**EXERCISE:** Which lines in the data below contain the string "path"? Pull out each of those lines and copy it in full.

**RECORDS FOR PROCESSING:**

..........

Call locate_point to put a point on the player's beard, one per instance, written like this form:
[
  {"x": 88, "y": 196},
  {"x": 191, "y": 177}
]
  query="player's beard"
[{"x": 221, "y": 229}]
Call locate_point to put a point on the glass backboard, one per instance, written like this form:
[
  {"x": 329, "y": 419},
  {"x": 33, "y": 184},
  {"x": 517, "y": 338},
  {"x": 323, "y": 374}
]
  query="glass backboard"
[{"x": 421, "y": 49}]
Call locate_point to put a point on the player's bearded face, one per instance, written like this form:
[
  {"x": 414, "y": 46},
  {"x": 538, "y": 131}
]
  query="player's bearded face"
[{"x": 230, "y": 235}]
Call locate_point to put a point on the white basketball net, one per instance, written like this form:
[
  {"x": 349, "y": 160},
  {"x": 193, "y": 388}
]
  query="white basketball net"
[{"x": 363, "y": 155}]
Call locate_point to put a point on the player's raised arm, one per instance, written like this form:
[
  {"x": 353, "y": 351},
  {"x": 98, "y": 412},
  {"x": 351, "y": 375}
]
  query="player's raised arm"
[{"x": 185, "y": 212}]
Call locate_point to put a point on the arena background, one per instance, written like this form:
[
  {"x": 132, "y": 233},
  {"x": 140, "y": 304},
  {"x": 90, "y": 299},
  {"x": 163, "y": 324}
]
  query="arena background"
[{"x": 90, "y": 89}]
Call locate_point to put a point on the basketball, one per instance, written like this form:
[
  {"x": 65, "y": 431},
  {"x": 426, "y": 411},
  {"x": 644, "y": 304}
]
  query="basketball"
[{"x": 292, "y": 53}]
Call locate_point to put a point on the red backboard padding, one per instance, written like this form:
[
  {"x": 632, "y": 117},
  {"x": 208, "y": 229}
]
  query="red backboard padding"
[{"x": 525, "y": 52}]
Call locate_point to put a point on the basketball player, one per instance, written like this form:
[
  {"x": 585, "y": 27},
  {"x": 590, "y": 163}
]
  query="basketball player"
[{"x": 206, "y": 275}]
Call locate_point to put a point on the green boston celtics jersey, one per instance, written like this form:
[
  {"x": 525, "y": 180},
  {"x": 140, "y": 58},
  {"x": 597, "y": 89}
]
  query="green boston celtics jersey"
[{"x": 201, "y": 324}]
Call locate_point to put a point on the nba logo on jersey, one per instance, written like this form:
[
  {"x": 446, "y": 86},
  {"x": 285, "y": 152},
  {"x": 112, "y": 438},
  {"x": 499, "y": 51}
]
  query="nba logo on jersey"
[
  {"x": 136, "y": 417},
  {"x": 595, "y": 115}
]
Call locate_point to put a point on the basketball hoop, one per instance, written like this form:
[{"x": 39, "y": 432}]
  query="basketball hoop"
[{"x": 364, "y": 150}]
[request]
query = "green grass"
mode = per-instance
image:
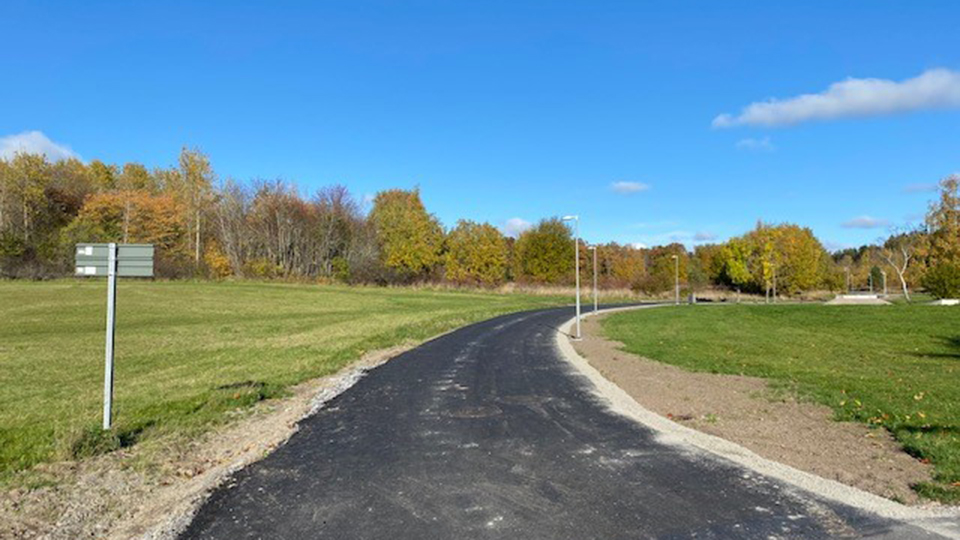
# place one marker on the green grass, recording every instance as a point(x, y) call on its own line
point(892, 366)
point(189, 352)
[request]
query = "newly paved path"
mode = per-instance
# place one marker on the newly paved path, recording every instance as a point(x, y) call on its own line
point(486, 433)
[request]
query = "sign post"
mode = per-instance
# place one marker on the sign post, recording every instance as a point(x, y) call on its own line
point(113, 260)
point(111, 327)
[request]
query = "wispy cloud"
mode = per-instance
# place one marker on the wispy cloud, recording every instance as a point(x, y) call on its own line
point(677, 236)
point(655, 224)
point(34, 142)
point(921, 188)
point(704, 237)
point(756, 145)
point(629, 187)
point(933, 89)
point(835, 246)
point(865, 222)
point(515, 226)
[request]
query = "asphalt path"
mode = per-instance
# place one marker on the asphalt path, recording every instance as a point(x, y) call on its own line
point(487, 432)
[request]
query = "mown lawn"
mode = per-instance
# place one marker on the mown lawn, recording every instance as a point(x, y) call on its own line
point(893, 366)
point(188, 352)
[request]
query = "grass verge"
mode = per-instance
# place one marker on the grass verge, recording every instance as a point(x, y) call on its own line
point(190, 354)
point(890, 366)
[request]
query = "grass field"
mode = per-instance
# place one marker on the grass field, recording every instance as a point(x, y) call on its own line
point(892, 366)
point(188, 352)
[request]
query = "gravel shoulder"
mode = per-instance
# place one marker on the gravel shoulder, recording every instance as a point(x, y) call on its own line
point(772, 424)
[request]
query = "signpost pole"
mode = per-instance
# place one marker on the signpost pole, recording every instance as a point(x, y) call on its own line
point(111, 325)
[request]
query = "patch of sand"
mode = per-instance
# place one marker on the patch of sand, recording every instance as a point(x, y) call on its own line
point(771, 424)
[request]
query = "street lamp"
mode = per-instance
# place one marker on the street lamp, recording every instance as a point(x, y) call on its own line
point(676, 278)
point(595, 294)
point(576, 263)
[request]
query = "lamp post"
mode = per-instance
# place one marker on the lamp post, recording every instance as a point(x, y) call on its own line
point(676, 278)
point(595, 292)
point(774, 283)
point(576, 263)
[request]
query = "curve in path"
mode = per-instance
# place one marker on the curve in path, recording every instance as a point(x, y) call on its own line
point(487, 433)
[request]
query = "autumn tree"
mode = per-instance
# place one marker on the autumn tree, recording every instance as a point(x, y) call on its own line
point(192, 185)
point(476, 254)
point(943, 223)
point(544, 253)
point(664, 269)
point(410, 238)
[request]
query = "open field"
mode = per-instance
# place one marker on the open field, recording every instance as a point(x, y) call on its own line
point(190, 352)
point(893, 366)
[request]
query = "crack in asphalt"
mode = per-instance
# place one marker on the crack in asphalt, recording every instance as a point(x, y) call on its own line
point(486, 433)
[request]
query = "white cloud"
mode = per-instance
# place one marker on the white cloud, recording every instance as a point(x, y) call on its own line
point(921, 188)
point(865, 222)
point(933, 89)
point(835, 246)
point(756, 145)
point(515, 226)
point(704, 237)
point(34, 142)
point(629, 187)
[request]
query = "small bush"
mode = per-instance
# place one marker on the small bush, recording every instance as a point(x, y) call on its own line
point(943, 281)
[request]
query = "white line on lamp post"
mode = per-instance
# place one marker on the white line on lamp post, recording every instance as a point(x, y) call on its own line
point(576, 264)
point(596, 305)
point(676, 278)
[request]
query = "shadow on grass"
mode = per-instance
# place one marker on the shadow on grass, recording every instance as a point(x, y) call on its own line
point(949, 342)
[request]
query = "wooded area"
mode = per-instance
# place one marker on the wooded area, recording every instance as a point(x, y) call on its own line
point(268, 229)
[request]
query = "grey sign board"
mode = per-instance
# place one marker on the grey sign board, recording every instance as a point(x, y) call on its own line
point(133, 260)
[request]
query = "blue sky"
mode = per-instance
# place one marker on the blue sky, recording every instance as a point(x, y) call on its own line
point(517, 110)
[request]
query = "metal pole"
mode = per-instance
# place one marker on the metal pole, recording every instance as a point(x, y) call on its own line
point(676, 279)
point(774, 284)
point(576, 252)
point(595, 290)
point(111, 325)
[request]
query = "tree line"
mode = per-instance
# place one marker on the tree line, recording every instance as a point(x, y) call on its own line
point(267, 229)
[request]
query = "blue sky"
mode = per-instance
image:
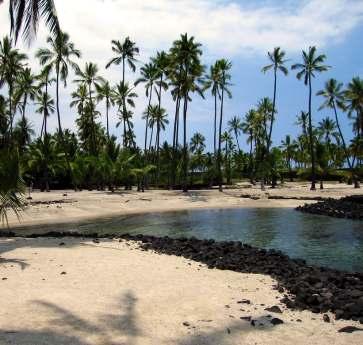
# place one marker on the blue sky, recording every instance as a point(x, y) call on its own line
point(241, 31)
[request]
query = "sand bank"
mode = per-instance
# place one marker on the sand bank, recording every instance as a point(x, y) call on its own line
point(113, 293)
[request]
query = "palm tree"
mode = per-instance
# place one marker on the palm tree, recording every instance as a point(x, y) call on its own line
point(354, 98)
point(45, 106)
point(248, 128)
point(185, 54)
point(125, 52)
point(149, 75)
point(311, 65)
point(25, 15)
point(89, 77)
point(25, 87)
point(228, 147)
point(289, 147)
point(104, 92)
point(224, 66)
point(197, 142)
point(235, 126)
point(277, 64)
point(124, 95)
point(302, 120)
point(11, 62)
point(162, 62)
point(59, 57)
point(158, 117)
point(327, 129)
point(212, 81)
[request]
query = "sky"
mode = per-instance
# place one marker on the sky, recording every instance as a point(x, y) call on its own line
point(241, 31)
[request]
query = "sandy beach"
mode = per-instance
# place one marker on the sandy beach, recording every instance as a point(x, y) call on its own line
point(74, 291)
point(60, 207)
point(113, 293)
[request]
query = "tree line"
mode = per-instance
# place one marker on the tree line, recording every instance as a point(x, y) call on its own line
point(92, 158)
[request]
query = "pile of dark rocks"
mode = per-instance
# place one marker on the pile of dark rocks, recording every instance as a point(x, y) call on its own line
point(347, 207)
point(317, 289)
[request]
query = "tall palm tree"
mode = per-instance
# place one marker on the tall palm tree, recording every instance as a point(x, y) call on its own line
point(302, 120)
point(235, 126)
point(45, 106)
point(124, 96)
point(125, 53)
point(197, 142)
point(11, 62)
point(185, 54)
point(162, 62)
point(149, 75)
point(248, 128)
point(25, 15)
point(25, 88)
point(104, 92)
point(277, 64)
point(212, 81)
point(89, 77)
point(224, 67)
point(311, 65)
point(289, 147)
point(159, 118)
point(59, 57)
point(354, 98)
point(327, 129)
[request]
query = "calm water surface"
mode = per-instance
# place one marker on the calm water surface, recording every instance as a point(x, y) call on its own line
point(320, 240)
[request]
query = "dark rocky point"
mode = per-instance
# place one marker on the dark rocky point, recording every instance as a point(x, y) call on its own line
point(348, 207)
point(318, 289)
point(274, 309)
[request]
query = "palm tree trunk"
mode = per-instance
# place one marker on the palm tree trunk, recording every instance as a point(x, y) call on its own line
point(215, 123)
point(11, 110)
point(235, 134)
point(273, 112)
point(312, 153)
point(355, 180)
point(219, 158)
point(185, 149)
point(147, 119)
point(175, 134)
point(107, 106)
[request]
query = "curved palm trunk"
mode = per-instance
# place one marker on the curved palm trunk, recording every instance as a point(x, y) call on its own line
point(93, 149)
point(219, 157)
point(10, 92)
point(107, 108)
point(312, 153)
point(236, 135)
point(355, 180)
point(185, 149)
point(215, 123)
point(147, 119)
point(175, 133)
point(158, 137)
point(273, 112)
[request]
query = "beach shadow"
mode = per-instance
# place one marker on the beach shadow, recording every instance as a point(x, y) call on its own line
point(74, 329)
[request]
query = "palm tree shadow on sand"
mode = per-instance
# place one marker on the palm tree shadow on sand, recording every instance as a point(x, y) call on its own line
point(111, 329)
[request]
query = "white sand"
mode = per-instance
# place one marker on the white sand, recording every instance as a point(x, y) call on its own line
point(88, 205)
point(114, 294)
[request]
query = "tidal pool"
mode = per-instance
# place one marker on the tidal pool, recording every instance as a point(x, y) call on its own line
point(320, 240)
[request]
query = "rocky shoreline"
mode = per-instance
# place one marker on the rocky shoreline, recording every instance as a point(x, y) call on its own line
point(348, 207)
point(313, 288)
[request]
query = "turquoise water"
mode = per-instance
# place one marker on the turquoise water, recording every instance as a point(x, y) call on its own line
point(320, 240)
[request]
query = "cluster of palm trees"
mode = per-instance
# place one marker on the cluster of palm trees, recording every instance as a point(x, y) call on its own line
point(92, 157)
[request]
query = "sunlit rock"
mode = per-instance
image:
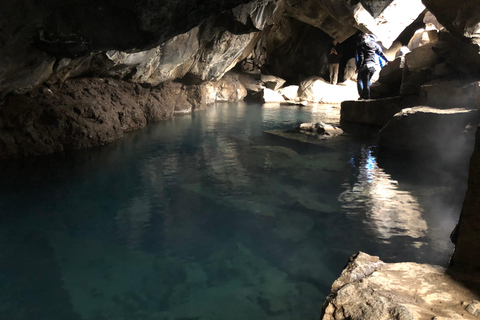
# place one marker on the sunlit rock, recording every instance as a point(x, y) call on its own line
point(430, 131)
point(270, 95)
point(317, 90)
point(369, 289)
point(392, 72)
point(422, 37)
point(373, 112)
point(272, 82)
point(350, 68)
point(451, 94)
point(422, 57)
point(462, 17)
point(333, 17)
point(391, 22)
point(431, 22)
point(289, 93)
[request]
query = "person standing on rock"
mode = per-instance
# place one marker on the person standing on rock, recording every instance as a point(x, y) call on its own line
point(334, 62)
point(367, 49)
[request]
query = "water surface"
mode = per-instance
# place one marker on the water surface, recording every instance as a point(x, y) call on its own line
point(208, 217)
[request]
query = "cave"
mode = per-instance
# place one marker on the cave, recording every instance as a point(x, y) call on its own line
point(94, 97)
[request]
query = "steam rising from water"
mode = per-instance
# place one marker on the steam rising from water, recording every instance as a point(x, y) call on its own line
point(389, 211)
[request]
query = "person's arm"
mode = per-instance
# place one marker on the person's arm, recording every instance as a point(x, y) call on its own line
point(379, 51)
point(360, 59)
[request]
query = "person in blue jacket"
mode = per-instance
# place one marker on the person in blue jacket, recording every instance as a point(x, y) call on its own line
point(368, 52)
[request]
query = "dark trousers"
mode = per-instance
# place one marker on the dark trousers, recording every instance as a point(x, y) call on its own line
point(363, 82)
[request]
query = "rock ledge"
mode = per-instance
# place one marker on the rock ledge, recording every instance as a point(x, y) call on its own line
point(368, 288)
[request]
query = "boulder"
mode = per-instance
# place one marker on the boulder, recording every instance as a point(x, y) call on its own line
point(380, 90)
point(272, 82)
point(429, 131)
point(289, 93)
point(388, 25)
point(373, 112)
point(350, 68)
point(431, 22)
point(270, 95)
point(422, 57)
point(422, 37)
point(316, 89)
point(461, 17)
point(393, 71)
point(320, 128)
point(451, 94)
point(369, 289)
point(467, 234)
point(331, 16)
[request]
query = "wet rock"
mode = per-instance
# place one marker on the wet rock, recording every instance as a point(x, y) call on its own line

..........

**RESULT OF THIS EXERCISE:**
query = "newly paved path"
# place one marker on the newly paved path, recording every instance as a point(x, y) call on its own line
query = "asphalt path"
# place one marker on the asphalt path, recording every instance as a point(x, y) call on its own line
query = "curve in path"
# place one marker on the curve in path, recording every instance as a point(x, y) call on its own line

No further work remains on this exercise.